• **TEXT SEGMENT**
Self-prompted Chain-of-Thought on Large Language Models for Open-domain Multi-hop Reasoning
This addresses the scalability and quality issues in automated CoT generation for LLMs, improving multi-hop reasoning in open-domain question-answering, though it is incremental as it builds on existing CoT and LLM techniques.
The paper tackles the problem of generating high-quality chain-of-thought (CoT) prompts for large language models (LLMs) in open-domain multi-hop reasoning (ODMR), proposing Self-prompted Chain-of-Thought (SP-CoT) to automate this process, which significantly surpasses previous state-of-the-art methods on large-scale LLMs and nearly doubles zero-shot performance on small-scale LLMs.

• **DATASET CONTENT**
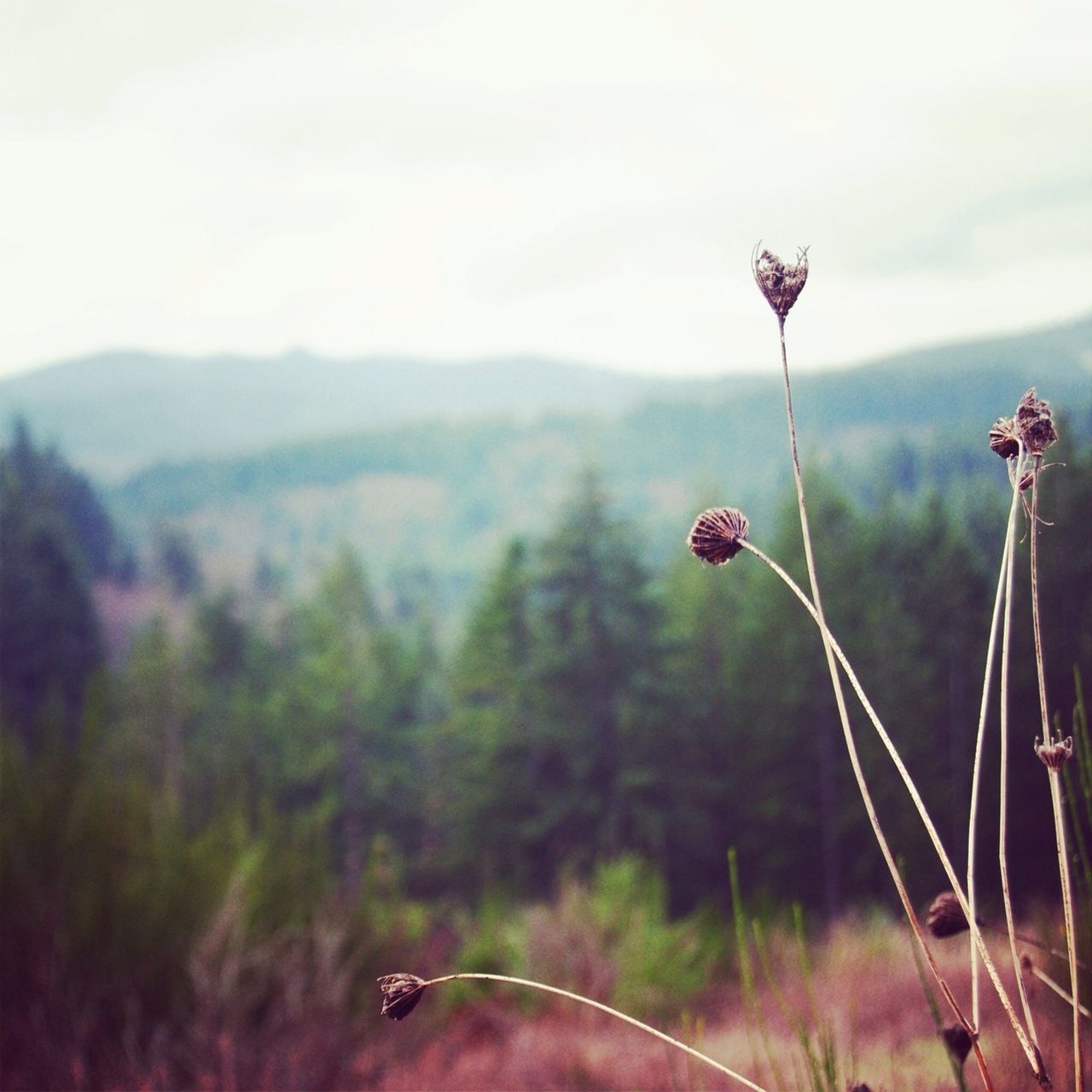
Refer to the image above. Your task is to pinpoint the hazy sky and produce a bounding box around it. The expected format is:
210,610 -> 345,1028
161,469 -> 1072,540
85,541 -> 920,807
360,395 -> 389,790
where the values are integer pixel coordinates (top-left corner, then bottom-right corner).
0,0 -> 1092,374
==
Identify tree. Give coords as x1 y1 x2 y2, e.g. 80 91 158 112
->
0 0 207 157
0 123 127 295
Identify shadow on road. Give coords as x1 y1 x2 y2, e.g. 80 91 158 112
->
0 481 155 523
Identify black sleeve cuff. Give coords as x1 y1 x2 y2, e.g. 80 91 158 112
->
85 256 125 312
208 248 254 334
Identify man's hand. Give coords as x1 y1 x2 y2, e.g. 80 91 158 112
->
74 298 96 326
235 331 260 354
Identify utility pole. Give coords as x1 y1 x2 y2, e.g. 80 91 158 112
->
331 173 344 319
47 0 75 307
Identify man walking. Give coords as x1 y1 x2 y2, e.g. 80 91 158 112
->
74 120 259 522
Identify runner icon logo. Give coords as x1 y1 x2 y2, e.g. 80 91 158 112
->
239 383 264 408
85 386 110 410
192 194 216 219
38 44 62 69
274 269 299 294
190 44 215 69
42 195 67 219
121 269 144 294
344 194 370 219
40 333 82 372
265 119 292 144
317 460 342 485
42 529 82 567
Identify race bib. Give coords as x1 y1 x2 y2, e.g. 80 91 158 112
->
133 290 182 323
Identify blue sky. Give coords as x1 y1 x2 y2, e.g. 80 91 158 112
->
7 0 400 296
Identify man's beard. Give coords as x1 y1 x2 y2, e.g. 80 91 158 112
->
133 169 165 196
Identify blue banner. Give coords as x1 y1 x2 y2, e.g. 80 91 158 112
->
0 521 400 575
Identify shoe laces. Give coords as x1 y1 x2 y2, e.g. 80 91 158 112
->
* * *
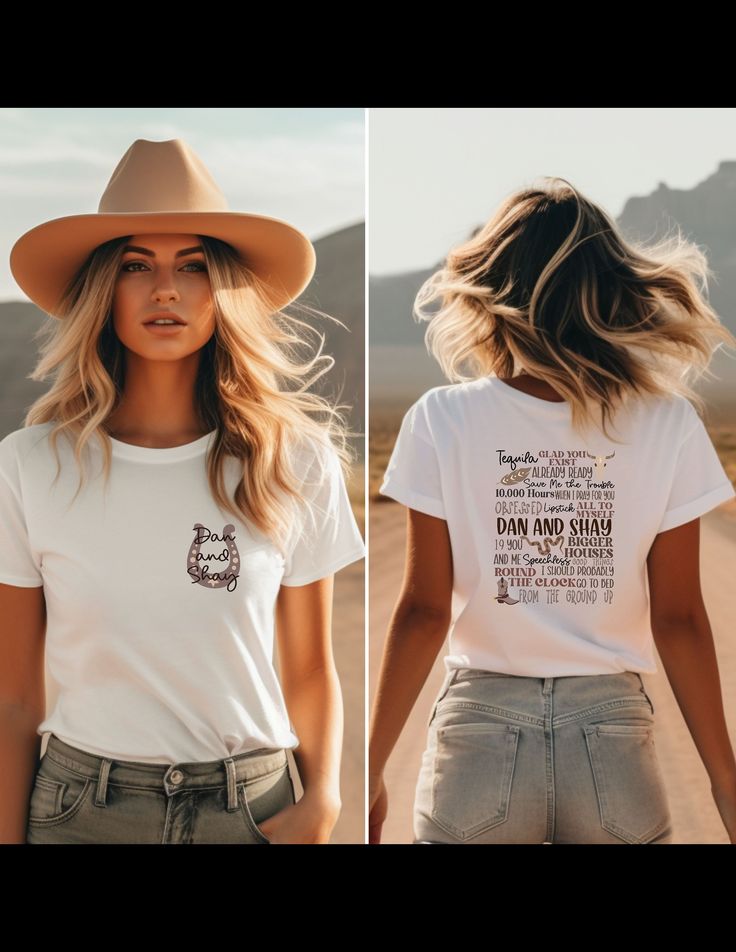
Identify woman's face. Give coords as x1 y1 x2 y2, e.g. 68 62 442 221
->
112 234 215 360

• **TASK SET**
A) Name every abbreviation that the SP-CoT summary defines, and give the full term for each.
B) Sum up the SP-CoT summary in two sentences.
C) Pick up the SP-CoT summary after its last sentence and continue it.

• **ANSWERS TO THE PROBLEMS**
A)
- CoT: chain-of-thought
- LLMs: large language models
- ODMR: open-domain multi-hop reasoning
- SP-CoT: Self-prompted Chain-of-Thought

B) Self-prompted Chain-of-Thought (SP-CoT) automates the generation of high-quality chain-of-thought prompts for large language models in open-domain multi-hop reasoning, addressing scalability and quality issues in automated CoT generation. It significantly surpasses previous state-of-the-art methods on large-scale LLMs and nearly doubles zero-shot performance on small-scale LLMs, though the work is incremental because it builds on existing CoT and LLM techniques.

C)
In open-domain question-answering (ODQA), most existing questions require single-hop reasoning on commonsense. To further extend this task, we officially introduce open-domain multi-hop reasoning (ODMR) by answering multi-hop questions with explicit reasoning steps in open-domain setting. Recently, large language models (LLMs) have found significant utility in facilitating ODQA without external corpus. Furthermore, chain-of-thought (CoT) prompting boosts the reasoning capability of LLMs to a greater extent with manual or automated paradigms. However, existing automated methods lack of quality assurance, while manual approaches suffer from limited scalability and poor diversity, hindering the capabilities of LLMs. In this paper, we propose Self-prompted Chain-of-Thought (SP-CoT), an automated framework to mass-produce high quality CoTs of LLMs, by LLMs and for LLMs. SP-CoT introduces an automated generation pipeline of high quality ODMR datasets, an adaptive sampler for in-context CoT selection and self-prompted inference via in-context learning. Extensive experiments on four multi-hop question-answering benchmarks show that our proposed SP-CoT not only significantly surpasses the previous SOTA methods on large-scale (175B) LLMs, but also nearly doubles the zero-shot performance of small-scale (13B) LLMs. Further analysis reveals the remarkable capability of SP-CoT to elicit direct and concise intermediate reasoning steps by recalling $\sim$50\% of intermediate answers on MuSiQue-Ans dataset.